§ SELECTED TEXT
===============

Personally, it has been a somewhat eventful year for me. I started presenting myself as female full-time, I finished my third novel, Psycho Bullet Festival: The Odyssey of Abigale Quinlan, I received a Bachelor’s in Accounting, and I also gained a lot of general living experience after my mother experienced a notable injury that she has thankfully mostly recovered from. Oh, and of course I played and reviewed a bunch of games, despite needing to partake in a hiatus for a couple weeks near the end. I would feel bad about doing so, but it’s not like anybody regularly reads my stuff, and instead they just come here for screenshots and flowcharts for Press-Switch and Student Transfer.
But that’s enough about me. This is primarily a gaming blog above anything else, so let’s start by retreading through the industry highlights throughout the year. By which I mean the top stories that really caught my eye this past year, because boy howdy was there a lot of weird stuff going on these past 365 days.

===============

§ RECORDS

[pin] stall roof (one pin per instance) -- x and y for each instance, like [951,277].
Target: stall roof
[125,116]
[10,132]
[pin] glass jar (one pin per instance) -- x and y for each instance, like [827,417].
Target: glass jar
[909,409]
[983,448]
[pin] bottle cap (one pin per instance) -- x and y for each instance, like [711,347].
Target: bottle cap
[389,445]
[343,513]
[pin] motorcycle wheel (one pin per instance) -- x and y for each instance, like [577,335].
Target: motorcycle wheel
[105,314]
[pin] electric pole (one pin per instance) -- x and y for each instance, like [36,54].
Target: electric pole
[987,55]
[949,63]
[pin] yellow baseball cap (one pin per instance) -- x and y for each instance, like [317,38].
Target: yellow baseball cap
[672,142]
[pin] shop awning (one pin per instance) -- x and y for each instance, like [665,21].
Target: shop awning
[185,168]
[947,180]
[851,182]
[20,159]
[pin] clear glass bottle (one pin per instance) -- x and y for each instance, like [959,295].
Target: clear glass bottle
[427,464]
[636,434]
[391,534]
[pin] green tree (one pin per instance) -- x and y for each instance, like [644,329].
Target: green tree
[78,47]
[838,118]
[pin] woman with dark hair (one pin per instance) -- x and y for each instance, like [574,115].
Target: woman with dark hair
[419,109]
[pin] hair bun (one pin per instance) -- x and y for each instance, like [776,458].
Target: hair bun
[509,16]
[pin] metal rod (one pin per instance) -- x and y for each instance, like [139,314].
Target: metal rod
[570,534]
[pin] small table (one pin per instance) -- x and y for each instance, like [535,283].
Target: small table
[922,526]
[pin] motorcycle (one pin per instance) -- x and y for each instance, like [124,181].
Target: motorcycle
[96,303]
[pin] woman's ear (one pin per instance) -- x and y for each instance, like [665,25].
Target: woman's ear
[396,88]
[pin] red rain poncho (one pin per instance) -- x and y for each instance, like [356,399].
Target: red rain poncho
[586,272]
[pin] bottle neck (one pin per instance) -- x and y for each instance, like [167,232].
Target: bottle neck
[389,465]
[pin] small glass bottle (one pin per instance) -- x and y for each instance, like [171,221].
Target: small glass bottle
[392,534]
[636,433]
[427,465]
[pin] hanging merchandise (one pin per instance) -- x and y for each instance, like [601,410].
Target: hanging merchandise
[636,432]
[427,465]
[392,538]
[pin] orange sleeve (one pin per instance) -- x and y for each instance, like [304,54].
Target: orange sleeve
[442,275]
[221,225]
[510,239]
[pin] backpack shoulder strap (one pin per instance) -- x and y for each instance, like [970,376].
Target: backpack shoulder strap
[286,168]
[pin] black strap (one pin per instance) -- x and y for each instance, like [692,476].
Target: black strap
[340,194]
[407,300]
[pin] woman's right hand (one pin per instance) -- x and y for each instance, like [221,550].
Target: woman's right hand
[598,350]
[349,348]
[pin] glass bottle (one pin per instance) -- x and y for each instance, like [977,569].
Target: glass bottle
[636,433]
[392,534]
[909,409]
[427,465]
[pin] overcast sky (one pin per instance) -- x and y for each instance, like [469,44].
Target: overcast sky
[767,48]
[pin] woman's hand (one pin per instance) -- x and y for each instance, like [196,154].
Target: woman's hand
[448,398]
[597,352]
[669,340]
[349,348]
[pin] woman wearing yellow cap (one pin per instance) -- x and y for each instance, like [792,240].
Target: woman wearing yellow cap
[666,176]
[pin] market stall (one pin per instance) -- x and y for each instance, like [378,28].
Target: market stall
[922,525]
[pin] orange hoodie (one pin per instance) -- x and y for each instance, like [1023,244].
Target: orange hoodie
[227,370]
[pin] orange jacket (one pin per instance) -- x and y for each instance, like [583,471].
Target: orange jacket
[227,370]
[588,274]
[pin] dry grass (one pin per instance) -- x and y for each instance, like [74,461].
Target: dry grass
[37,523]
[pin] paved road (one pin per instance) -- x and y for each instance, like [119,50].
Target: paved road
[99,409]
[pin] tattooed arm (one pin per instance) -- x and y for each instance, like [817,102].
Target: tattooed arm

===============

§ GIVEN PROBLEM 1
Reproduce verbatim the part of the blog post above the lines that opens with the words containing "But that’s enough" and closes with "past 365 days.".
§ GIVEN PROBLEM 2
In the blog post above the lines, what is the title of the third novel the writer finished this year?
§ GIVEN PROBLEM 3
Continue the year-in-review blog post above the lines, picking up after its final sentence.

§ EXERCISE ANSWER 1
But that’s enough about me. This is primarily a gaming blog above anything else, so let’s start by retreading through the industry highlights throughout the year. By which I mean the top stories that really caught my eye this past year, because boy howdy was there a lot of weird stuff going on these past 365 days.

§ EXERCISE ANSWER 2
Psycho Bullet Festival: The Odyssey of Abigale Quinlan

§ EXERCISE ANSWER 3
Live Services, Games as a Service, Lifestyle games, or whatever you want to call them, have been cooking behind the AAA curtain for a while, but became especially prominent this year. With companies like Ubisoft establishing them as a core component of their business, and most AAA publishers following in suit. Though, this model has already worked to the detriment of certain games, as even single player titles are becoming “pay to win” to a degree. While other publishers boast about how this is just how games are designed, and other old tired excuses that could easily be countered like how it is all a choice, and how it is done to keep costs down.
Personally, I assumed that this type of model would have replaced loot boxes after the Great Loot Box Fiasco of 2017, especially after certain games chose to remove loot boxes entirely. But some massive AAA game companies continue to beat that loot box drum, saying they are the future of gaming, and desperately trying to allow loot boxes to remain legal, while even the FTC is beginning to investigate the dastardly little packages. It’s stuff like this that has led me to becoming immensely disillusioned and disinterested in the AAA game industry, as morally and ethically poor practices like this stain and diminish whatever experience talented and passionate developers could otherwise create.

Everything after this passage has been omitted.